* **Problem to work on**
Render the records below as a JSON list of strings, one string per line, omitting blank lines and leaving out the pictures.

* **Dataset records**
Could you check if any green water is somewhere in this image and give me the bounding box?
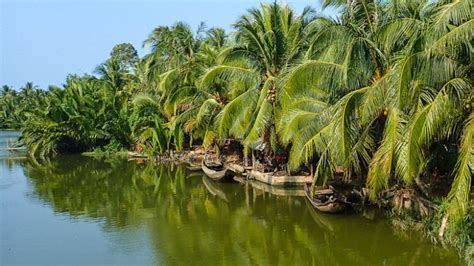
[0,132,462,266]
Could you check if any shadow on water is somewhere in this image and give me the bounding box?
[13,153,459,265]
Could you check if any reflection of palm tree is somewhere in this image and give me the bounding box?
[25,156,460,265]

* **Exercise response**
[
  "Could you check if any green water is somewhere in this image and give me the bounding box?",
  "[0,132,462,266]",
  "Could you check if any shadow on water is somewhere in this image and give me the bounding box?",
  "[13,153,459,265]",
  "Could you check if any reflection of palm tree is somewhere in this image and give me the bounding box?",
  "[25,156,460,265]"
]